Referring expression pointing data:
-*-*-
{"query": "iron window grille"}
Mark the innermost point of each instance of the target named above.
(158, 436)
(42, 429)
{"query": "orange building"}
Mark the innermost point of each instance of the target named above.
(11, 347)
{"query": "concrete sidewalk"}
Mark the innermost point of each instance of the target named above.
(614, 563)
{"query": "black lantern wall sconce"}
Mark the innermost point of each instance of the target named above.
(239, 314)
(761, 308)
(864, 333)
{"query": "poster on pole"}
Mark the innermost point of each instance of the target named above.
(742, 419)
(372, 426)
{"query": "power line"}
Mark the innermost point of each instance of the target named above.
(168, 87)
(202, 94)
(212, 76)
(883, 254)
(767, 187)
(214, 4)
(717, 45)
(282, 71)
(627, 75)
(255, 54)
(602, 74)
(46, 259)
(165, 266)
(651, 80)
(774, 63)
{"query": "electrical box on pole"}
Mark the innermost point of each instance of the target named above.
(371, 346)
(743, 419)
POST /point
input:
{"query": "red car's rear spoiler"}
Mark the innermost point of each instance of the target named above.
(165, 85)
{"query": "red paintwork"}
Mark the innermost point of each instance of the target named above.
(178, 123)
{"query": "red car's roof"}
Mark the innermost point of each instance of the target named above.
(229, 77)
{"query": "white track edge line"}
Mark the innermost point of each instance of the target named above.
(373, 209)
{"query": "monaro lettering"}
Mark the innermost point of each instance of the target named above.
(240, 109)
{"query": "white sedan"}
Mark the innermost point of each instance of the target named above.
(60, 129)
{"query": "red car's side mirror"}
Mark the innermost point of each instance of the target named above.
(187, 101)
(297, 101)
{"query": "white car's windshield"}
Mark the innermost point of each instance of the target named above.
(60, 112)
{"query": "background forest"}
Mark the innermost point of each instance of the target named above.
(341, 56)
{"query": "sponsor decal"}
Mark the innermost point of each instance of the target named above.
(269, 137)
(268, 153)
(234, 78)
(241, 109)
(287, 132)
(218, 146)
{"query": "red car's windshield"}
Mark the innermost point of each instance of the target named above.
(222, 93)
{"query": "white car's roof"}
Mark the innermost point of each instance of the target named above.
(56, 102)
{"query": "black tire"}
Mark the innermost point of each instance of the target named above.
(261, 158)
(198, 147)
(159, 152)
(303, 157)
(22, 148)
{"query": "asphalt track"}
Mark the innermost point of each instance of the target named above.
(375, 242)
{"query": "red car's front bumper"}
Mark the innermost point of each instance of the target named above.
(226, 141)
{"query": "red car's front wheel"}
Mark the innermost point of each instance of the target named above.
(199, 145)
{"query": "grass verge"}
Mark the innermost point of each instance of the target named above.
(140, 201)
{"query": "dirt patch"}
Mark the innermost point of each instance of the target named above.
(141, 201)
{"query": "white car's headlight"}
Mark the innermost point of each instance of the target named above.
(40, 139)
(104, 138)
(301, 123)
-*-*-
- REQUIREMENT: Show me every line in the data above that includes "roof".

- TASK RESPONSE:
{"query": "red car's roof"}
{"query": "white car's roof"}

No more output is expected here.